--- start of Given data ---

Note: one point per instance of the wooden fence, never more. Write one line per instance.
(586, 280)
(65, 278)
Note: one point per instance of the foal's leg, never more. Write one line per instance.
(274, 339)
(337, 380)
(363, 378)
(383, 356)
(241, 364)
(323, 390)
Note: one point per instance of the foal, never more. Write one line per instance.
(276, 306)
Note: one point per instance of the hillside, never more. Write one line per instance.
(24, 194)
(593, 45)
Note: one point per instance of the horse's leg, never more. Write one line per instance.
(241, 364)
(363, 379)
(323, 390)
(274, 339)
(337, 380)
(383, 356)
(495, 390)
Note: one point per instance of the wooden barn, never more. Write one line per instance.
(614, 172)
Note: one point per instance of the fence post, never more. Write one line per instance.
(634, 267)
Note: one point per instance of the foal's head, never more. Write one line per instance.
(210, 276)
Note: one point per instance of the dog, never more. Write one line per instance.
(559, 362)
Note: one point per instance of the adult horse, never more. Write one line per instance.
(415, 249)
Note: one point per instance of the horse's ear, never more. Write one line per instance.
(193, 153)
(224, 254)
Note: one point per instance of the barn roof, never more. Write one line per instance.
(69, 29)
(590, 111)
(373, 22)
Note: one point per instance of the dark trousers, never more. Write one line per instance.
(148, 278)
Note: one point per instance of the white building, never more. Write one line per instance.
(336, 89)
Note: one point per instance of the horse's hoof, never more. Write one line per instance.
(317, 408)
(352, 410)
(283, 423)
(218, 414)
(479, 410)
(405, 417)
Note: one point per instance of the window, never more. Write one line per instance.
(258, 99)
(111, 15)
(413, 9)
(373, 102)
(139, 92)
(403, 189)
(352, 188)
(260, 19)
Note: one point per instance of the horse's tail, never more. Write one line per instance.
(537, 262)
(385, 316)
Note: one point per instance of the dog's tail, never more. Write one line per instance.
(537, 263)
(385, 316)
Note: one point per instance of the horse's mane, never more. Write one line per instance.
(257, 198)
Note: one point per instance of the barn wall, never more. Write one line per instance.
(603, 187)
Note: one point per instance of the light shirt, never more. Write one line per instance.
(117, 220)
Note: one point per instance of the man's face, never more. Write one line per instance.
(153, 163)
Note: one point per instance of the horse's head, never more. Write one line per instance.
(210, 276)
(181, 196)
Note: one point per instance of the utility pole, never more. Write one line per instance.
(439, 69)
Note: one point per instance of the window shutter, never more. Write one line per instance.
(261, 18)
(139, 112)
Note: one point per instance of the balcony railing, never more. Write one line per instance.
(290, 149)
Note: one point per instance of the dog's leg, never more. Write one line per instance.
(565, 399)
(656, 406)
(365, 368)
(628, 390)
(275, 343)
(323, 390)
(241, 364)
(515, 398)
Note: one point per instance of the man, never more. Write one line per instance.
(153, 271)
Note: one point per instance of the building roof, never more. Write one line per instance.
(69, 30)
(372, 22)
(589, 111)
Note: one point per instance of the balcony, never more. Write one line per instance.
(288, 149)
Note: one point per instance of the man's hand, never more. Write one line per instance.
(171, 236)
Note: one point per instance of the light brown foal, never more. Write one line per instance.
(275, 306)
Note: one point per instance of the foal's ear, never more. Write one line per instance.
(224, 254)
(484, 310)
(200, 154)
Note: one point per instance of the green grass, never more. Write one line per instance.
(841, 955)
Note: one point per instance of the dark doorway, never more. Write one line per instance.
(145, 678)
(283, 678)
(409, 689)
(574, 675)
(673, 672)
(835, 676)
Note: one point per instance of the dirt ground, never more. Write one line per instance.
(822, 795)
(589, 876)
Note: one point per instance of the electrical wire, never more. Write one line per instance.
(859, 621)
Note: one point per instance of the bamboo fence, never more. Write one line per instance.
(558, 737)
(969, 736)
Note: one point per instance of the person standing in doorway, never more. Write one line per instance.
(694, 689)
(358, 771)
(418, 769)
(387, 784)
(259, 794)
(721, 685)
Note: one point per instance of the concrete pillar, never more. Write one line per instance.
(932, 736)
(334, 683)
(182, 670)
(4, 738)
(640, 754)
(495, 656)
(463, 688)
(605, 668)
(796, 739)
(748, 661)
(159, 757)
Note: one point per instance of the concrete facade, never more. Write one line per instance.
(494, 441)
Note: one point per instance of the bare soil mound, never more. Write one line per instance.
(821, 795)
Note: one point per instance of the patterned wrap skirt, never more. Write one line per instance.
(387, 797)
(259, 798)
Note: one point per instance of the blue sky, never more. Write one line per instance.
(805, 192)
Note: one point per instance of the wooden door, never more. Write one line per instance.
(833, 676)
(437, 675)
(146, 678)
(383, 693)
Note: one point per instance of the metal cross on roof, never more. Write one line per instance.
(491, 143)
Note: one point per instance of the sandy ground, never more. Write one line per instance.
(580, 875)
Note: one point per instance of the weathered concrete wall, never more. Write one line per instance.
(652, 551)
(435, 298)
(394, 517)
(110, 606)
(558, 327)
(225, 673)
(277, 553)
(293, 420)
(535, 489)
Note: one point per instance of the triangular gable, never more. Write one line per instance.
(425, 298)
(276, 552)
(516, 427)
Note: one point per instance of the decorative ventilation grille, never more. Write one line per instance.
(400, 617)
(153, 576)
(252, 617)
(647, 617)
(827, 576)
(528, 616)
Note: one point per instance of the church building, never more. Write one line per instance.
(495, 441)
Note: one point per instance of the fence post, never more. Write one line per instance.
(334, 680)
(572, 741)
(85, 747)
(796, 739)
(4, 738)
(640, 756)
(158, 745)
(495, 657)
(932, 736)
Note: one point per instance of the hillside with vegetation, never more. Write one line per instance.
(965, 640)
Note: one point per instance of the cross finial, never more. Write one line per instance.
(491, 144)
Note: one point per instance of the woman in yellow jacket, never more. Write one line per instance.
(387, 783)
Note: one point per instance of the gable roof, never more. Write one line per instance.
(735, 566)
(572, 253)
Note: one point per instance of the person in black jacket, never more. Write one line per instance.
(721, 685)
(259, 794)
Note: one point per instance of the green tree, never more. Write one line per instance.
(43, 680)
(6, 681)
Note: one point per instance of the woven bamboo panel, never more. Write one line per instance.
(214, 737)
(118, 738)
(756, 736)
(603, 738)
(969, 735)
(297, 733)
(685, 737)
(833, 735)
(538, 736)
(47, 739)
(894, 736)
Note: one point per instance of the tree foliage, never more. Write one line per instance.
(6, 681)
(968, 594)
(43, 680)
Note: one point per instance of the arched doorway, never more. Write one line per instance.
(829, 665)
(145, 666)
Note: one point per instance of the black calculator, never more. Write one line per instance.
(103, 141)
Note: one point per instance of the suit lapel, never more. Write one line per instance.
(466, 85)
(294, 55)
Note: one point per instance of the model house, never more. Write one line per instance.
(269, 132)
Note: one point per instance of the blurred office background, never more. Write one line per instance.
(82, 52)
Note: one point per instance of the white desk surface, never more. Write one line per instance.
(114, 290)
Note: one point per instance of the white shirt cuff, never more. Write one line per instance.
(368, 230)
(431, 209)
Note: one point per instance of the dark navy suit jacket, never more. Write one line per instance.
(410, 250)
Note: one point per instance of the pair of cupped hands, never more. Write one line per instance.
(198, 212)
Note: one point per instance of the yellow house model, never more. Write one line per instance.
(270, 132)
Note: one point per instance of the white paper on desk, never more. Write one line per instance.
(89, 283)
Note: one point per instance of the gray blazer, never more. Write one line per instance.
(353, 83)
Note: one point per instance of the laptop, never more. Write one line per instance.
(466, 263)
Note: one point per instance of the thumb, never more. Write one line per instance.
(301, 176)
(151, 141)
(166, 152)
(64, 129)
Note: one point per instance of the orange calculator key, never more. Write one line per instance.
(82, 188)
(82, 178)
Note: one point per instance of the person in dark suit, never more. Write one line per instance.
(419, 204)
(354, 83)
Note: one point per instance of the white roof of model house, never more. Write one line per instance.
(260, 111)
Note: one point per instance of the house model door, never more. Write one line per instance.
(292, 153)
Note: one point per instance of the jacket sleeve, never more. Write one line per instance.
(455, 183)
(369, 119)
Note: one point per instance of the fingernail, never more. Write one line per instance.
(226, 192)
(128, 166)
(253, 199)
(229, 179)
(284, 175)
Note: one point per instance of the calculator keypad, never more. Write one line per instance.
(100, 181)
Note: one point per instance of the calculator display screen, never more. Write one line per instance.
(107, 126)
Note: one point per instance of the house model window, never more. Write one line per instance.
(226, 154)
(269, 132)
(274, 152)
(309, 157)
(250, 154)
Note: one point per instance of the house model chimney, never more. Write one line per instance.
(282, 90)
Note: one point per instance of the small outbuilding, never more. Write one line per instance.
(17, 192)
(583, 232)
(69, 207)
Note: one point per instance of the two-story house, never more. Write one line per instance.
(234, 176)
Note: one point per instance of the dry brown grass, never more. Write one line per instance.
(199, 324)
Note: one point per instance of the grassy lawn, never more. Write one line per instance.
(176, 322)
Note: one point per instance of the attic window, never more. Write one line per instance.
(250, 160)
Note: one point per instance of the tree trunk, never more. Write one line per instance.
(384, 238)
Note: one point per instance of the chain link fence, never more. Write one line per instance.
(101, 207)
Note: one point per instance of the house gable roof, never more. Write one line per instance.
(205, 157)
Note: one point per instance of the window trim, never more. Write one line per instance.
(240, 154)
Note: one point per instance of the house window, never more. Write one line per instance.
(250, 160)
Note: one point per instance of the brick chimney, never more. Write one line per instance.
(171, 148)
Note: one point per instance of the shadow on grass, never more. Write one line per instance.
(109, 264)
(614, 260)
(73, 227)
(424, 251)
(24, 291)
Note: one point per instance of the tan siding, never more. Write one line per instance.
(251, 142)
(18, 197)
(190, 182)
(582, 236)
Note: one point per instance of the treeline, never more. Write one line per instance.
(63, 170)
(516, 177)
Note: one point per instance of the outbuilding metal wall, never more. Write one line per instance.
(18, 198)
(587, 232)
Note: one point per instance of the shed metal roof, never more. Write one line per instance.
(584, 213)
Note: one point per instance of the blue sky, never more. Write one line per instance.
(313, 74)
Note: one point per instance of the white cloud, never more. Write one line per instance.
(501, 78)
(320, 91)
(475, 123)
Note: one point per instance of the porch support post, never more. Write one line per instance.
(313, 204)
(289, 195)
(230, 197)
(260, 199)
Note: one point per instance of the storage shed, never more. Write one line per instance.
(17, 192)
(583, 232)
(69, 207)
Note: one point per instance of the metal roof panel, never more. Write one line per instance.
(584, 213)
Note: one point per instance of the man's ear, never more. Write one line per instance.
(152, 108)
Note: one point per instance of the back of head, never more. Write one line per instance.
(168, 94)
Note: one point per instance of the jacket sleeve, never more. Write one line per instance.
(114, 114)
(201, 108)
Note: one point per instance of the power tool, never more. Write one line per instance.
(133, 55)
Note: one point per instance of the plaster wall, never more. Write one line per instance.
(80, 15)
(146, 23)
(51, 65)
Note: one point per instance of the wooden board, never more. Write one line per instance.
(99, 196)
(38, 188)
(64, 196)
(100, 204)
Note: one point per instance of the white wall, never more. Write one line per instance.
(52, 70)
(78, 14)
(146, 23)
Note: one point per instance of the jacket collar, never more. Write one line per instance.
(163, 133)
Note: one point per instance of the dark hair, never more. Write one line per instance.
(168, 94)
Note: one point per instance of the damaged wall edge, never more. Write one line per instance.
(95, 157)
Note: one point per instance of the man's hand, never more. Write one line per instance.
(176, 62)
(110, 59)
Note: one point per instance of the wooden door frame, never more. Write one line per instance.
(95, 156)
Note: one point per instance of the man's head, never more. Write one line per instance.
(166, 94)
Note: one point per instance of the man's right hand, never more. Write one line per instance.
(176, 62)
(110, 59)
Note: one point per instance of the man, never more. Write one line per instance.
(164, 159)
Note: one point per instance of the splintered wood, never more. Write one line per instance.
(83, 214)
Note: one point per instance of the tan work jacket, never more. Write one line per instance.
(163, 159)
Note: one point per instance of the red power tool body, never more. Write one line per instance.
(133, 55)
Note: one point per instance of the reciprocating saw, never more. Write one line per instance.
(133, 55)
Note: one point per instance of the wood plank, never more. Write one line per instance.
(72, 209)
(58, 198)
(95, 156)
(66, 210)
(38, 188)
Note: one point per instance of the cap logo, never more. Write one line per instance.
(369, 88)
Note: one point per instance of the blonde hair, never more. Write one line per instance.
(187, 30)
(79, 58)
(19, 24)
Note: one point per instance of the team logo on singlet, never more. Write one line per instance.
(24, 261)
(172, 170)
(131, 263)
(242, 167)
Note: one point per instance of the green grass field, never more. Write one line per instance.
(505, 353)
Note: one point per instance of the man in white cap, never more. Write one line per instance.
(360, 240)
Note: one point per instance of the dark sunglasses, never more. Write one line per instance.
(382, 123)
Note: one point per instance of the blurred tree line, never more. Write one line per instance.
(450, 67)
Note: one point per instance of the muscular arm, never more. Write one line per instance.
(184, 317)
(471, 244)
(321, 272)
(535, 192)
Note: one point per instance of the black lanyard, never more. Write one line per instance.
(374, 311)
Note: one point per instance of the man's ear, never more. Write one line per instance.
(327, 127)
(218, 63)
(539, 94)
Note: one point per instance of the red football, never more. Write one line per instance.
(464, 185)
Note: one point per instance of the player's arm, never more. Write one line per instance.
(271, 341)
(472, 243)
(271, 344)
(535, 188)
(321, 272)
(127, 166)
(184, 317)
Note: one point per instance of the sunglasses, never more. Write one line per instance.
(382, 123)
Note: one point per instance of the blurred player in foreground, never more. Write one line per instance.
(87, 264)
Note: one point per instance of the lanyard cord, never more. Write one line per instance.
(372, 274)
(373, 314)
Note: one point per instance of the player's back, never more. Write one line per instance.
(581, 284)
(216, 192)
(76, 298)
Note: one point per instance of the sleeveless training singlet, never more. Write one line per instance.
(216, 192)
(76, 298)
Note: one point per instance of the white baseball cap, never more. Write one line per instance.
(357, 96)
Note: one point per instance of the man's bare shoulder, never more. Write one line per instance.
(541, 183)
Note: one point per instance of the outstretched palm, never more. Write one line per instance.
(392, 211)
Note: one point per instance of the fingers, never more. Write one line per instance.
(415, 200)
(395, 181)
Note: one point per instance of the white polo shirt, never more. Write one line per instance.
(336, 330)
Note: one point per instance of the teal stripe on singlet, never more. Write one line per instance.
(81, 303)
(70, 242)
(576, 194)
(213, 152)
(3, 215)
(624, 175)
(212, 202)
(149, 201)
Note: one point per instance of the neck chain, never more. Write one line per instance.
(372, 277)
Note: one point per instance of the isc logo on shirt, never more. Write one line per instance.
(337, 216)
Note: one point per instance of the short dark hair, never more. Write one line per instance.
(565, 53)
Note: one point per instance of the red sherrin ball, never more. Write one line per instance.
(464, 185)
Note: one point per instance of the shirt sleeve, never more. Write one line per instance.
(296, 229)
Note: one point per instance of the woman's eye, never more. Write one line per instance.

--- end of Given data ---

▶ Task prompt:
Write out exactly the final stretch of the records: the line containing "Note: one point per instance of the man's bare" and every line after it, through the last, and nothing else.

▶ Answer to the task:
Note: one point per instance of the man's bare shoulder, never more. Write one line per instance.
(541, 183)
Note: one point per instance of the outstretched palm, never more. Write one line per instance.
(392, 211)
Note: one point per instance of the fingers, never more. Write one line per instance.
(415, 200)
(395, 181)
Note: one point per instance of the white polo shirt, never more. Write one line per instance.
(336, 330)
Note: one point per instance of the teal stripe on singlet, never more. Write one line per instance.
(81, 303)
(70, 242)
(576, 194)
(213, 152)
(3, 215)
(624, 175)
(212, 202)
(149, 201)
Note: one point per instance of the neck chain, never more. Write one line per instance.
(372, 277)
Note: one point per instance of the isc logo on shirt, never more. Write one line per instance.
(337, 216)
Note: one point per instance of the short dark hair, never more. Write one line per instance.
(565, 53)
Note: one point per instance of the red sherrin ball, never more. Write one line per instance.
(464, 185)
Note: one point per instance of the shirt sleeve, never more. Write one line per instance.
(296, 229)
Note: one point per instance of the woman's eye, never more. Write one line per instance.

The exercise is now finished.